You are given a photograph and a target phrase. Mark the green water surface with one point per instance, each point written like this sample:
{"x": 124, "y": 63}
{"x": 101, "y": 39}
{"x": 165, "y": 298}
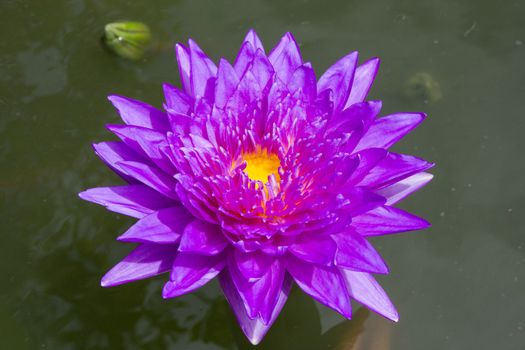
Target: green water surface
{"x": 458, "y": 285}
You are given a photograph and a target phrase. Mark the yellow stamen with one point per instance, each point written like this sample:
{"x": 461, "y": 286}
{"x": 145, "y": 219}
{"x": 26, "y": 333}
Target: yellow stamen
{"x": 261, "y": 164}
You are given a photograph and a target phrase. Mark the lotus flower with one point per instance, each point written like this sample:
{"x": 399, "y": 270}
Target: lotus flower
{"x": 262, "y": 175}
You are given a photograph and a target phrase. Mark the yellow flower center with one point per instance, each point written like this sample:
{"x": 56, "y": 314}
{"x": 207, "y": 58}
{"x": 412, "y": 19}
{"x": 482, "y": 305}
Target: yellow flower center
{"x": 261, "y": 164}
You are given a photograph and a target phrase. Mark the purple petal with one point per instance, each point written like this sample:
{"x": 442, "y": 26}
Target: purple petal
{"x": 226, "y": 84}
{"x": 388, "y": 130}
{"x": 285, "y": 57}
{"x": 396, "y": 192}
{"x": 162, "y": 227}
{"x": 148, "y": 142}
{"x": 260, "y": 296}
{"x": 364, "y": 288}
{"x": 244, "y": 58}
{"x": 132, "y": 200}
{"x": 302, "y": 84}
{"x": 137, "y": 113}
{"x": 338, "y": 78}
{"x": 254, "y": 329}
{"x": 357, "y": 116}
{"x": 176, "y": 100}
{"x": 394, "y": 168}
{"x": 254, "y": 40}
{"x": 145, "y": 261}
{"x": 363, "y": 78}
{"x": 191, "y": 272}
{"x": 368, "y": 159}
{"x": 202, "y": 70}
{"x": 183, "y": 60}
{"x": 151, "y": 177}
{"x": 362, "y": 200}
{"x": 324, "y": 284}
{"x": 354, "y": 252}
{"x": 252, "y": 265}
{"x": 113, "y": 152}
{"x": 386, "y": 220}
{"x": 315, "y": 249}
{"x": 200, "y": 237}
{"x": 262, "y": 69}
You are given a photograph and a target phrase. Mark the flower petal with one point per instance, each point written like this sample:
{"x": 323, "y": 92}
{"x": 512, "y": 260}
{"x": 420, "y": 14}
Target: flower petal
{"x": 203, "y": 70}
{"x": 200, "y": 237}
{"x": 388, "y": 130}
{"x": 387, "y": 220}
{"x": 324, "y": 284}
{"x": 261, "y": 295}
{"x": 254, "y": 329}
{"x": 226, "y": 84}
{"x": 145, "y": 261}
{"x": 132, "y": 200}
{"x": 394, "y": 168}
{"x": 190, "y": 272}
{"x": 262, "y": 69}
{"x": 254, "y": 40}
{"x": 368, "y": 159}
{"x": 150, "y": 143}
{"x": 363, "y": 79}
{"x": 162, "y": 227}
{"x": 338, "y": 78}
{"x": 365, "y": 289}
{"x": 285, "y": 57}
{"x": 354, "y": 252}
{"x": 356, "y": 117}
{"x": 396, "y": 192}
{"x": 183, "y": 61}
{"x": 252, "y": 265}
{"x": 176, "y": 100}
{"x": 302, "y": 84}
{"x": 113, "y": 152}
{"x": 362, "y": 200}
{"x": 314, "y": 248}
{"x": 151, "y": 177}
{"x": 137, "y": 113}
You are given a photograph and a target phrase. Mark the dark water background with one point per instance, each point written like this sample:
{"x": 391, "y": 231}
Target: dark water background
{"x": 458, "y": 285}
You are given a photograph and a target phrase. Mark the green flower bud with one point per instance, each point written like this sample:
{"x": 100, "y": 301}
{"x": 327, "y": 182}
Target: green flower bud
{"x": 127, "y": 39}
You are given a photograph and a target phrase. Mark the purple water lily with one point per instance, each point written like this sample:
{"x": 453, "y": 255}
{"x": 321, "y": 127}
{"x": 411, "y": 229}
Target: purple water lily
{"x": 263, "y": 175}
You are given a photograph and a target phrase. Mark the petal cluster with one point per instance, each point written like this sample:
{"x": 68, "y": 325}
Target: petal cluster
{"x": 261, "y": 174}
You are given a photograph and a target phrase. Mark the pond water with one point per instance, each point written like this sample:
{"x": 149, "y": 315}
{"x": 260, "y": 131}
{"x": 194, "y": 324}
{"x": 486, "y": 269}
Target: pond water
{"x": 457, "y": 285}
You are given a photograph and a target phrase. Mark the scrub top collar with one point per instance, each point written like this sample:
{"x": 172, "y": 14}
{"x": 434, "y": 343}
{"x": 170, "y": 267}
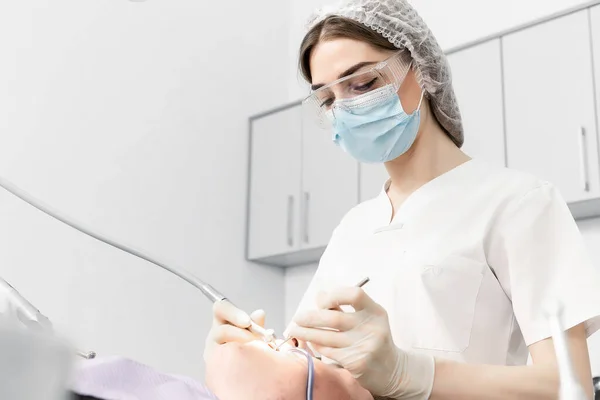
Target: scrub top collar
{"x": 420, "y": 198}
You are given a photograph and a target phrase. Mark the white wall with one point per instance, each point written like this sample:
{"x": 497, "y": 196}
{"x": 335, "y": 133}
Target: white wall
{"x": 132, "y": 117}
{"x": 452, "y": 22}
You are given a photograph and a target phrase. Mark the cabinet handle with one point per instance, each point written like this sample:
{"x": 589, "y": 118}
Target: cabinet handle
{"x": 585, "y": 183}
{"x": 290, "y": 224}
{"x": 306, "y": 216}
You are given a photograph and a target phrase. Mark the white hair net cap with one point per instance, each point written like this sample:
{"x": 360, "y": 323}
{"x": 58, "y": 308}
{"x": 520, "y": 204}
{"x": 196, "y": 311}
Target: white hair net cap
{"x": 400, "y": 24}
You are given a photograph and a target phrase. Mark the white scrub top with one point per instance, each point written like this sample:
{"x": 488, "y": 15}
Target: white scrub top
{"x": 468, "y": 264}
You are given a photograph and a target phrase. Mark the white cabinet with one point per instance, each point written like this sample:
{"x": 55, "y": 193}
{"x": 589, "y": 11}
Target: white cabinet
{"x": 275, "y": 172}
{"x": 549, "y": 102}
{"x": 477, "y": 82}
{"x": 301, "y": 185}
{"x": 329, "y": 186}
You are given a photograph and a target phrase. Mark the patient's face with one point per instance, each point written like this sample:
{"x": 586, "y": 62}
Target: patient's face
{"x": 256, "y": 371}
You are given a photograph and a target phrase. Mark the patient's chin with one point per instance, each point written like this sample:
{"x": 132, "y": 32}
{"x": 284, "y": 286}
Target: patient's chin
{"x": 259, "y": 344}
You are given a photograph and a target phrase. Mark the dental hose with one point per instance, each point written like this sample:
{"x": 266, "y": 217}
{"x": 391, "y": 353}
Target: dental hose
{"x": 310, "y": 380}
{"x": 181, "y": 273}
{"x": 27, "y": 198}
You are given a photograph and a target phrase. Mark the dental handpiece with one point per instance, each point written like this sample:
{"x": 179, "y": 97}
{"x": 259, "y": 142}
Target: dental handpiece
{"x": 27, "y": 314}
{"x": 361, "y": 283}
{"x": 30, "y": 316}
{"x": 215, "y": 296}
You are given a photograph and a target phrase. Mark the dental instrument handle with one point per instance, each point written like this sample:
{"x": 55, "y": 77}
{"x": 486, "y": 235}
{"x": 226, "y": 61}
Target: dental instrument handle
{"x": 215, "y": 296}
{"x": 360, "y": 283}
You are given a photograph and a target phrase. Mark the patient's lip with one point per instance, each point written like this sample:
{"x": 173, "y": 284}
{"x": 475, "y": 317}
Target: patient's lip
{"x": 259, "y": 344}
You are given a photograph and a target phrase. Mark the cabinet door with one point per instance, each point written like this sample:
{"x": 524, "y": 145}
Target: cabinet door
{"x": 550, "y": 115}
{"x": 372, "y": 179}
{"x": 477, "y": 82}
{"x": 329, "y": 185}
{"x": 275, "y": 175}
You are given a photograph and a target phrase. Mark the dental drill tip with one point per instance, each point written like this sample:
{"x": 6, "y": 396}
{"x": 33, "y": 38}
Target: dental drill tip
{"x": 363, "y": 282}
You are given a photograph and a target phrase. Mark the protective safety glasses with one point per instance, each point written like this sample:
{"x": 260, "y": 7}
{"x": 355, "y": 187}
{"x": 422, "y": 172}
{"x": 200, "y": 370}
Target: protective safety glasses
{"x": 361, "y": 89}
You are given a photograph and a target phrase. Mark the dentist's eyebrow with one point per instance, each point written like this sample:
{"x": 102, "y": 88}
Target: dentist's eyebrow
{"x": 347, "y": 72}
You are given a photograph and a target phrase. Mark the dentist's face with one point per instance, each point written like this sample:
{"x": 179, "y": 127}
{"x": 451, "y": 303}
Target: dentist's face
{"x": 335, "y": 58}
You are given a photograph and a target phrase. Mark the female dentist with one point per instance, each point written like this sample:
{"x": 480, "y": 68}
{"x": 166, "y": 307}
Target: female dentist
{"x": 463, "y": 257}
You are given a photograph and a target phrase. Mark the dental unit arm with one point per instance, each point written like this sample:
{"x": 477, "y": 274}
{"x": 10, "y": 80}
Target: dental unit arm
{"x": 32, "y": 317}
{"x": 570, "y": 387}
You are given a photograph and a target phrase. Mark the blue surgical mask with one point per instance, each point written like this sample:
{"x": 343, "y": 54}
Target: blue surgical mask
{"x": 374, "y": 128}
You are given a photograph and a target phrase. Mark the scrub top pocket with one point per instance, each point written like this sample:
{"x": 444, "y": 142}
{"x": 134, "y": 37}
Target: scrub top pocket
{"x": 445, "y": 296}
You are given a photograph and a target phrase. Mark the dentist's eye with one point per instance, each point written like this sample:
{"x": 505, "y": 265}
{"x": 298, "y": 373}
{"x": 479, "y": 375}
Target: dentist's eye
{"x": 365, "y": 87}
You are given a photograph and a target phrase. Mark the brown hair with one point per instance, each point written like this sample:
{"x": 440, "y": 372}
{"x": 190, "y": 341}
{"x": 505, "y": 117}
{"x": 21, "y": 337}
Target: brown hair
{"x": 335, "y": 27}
━━━━━━━━━━━━━━━━━━━━━━━━━━━━━━
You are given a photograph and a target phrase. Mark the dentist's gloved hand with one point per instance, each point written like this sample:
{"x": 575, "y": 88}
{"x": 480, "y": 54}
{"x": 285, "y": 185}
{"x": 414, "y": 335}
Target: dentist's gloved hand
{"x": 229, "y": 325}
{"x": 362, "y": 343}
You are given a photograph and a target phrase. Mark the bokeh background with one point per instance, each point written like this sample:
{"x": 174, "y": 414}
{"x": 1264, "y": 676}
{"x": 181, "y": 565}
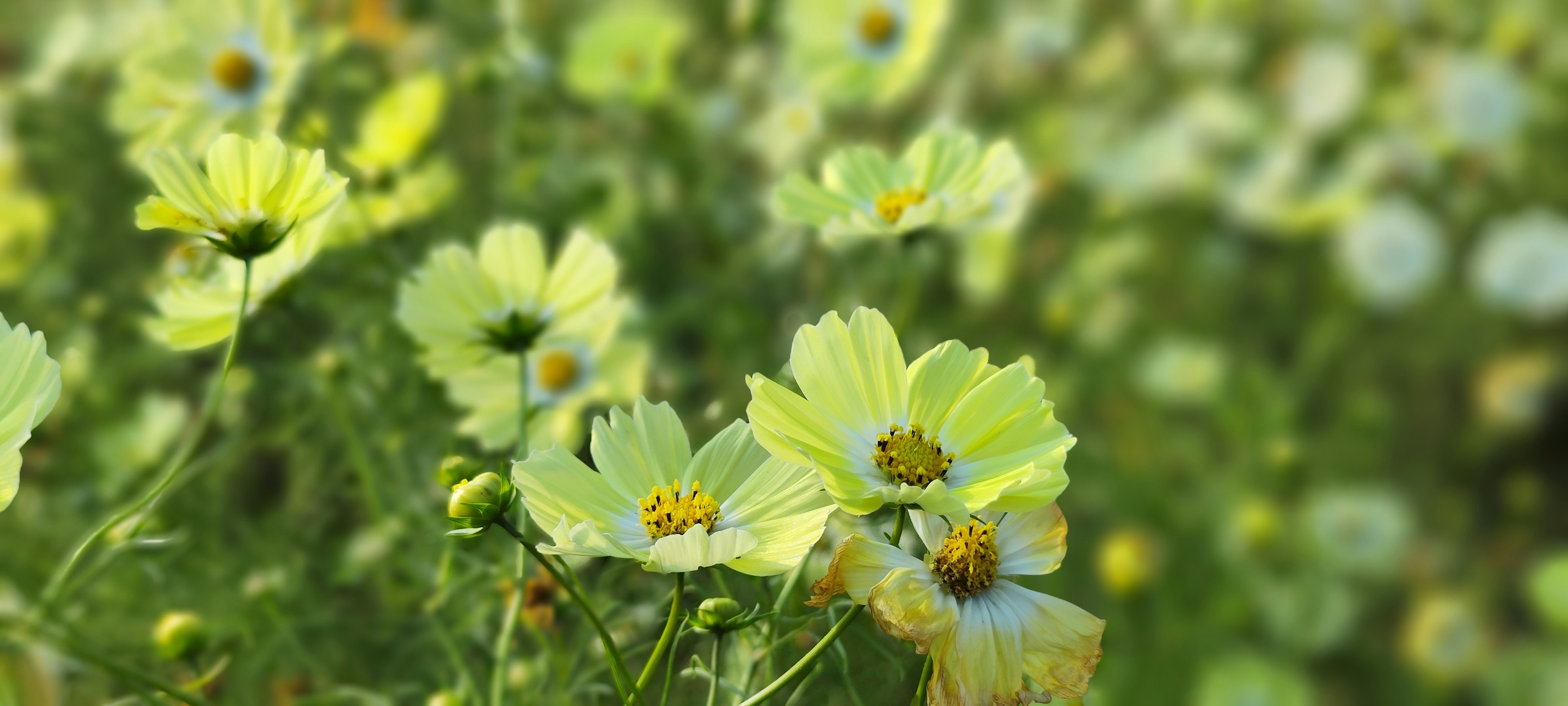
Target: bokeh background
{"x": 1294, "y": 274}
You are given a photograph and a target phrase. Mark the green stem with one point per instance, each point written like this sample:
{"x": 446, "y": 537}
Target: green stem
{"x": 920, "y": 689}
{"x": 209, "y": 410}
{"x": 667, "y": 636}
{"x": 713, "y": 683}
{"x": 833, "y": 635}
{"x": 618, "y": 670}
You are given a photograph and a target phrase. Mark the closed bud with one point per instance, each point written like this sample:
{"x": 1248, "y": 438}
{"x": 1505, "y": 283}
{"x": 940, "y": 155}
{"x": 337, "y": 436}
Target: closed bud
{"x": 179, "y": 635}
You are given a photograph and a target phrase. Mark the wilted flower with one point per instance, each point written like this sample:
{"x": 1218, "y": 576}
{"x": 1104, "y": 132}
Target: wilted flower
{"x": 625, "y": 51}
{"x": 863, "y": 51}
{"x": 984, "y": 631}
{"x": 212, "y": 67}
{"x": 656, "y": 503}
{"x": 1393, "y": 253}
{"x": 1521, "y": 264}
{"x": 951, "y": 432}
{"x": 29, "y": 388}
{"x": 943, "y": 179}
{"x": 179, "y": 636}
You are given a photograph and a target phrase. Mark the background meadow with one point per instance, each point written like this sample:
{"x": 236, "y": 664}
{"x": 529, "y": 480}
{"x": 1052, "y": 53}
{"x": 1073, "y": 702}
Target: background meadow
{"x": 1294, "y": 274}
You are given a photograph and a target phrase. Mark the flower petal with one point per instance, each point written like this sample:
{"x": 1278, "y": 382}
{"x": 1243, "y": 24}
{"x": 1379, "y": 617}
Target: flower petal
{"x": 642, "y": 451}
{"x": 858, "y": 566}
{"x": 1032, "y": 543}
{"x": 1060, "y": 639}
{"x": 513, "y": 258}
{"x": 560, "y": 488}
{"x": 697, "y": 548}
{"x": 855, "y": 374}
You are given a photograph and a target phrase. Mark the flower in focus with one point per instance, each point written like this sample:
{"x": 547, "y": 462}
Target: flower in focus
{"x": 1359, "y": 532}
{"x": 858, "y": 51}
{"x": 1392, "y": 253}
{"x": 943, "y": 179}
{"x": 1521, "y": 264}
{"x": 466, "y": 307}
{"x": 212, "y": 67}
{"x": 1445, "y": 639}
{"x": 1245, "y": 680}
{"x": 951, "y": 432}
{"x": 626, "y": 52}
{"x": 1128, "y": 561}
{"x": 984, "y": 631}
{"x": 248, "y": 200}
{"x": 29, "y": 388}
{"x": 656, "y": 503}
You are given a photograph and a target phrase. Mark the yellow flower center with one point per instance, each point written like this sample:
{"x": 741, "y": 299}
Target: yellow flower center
━━━━━━━━━━━━━━━━━━━━━━━━━━━━━━
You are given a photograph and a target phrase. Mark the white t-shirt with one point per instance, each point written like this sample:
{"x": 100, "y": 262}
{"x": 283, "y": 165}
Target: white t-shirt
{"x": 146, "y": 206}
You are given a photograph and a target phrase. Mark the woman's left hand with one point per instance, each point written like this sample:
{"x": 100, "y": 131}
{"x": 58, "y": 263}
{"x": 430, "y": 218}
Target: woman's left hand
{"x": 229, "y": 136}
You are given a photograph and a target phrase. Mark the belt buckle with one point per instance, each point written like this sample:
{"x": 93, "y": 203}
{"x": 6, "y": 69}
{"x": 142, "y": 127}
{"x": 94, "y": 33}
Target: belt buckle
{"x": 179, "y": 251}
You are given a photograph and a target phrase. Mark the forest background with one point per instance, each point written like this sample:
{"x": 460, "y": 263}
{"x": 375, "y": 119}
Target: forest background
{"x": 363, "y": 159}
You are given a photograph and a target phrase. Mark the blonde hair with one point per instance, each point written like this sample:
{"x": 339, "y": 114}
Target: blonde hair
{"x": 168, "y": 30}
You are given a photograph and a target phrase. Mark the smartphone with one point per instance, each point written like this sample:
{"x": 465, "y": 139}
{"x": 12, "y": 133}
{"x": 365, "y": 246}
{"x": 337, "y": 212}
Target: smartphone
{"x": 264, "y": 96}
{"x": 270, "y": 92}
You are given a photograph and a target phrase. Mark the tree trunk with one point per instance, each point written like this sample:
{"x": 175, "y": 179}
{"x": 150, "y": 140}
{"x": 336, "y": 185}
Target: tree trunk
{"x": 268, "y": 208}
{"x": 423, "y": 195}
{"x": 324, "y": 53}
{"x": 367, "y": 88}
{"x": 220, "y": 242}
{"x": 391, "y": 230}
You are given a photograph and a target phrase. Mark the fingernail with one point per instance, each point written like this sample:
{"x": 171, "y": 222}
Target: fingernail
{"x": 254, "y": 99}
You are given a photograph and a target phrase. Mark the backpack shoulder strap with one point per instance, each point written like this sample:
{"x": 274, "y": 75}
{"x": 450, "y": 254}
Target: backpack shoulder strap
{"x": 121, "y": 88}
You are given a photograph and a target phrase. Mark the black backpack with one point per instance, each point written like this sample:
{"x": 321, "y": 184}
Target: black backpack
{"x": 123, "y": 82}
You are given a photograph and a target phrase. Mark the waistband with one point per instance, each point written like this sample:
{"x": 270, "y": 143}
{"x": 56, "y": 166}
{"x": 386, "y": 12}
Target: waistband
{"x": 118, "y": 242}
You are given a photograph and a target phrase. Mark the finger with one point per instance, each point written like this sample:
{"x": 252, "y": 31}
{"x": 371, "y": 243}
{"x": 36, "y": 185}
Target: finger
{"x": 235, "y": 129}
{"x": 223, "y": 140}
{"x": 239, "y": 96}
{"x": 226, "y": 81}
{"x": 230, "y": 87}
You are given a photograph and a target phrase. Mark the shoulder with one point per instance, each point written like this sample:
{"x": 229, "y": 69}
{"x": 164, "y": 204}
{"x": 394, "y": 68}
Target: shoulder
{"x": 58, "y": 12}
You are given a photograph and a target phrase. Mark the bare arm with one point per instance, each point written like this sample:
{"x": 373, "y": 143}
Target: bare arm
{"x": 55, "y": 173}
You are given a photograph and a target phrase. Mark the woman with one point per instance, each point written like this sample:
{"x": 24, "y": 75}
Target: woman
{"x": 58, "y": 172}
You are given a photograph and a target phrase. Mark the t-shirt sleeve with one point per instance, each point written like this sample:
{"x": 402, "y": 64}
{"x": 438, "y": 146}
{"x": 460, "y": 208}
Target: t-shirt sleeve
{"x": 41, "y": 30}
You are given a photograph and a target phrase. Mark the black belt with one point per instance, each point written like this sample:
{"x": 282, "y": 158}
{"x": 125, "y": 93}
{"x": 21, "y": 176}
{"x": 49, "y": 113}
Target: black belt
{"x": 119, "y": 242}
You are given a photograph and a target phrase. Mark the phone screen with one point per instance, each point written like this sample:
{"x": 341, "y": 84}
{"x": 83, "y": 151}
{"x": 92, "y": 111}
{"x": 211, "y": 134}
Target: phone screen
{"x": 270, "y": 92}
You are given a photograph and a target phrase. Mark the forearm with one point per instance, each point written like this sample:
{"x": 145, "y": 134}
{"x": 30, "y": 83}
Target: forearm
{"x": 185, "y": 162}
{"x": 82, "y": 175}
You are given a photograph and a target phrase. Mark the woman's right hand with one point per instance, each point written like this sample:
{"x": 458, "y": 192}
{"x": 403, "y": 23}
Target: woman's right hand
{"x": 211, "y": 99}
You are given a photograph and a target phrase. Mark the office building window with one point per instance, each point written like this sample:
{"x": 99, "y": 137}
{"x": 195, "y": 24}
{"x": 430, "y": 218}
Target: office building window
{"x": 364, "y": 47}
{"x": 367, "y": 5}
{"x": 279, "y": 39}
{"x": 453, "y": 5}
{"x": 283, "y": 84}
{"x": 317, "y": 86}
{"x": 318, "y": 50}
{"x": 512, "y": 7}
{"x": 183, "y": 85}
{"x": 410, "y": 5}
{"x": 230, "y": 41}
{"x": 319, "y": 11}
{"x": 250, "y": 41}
━━━━━━━━━━━━━━━━━━━━━━━━━━━━━━
### Set problem
List every line in the items above that contains the word "wilted". The match is case-sensitive.

### Task answer
You are given a photograph and a target phrase. Mark the wilted flower with one point per instance, each point written like this sample:
Target: wilted flower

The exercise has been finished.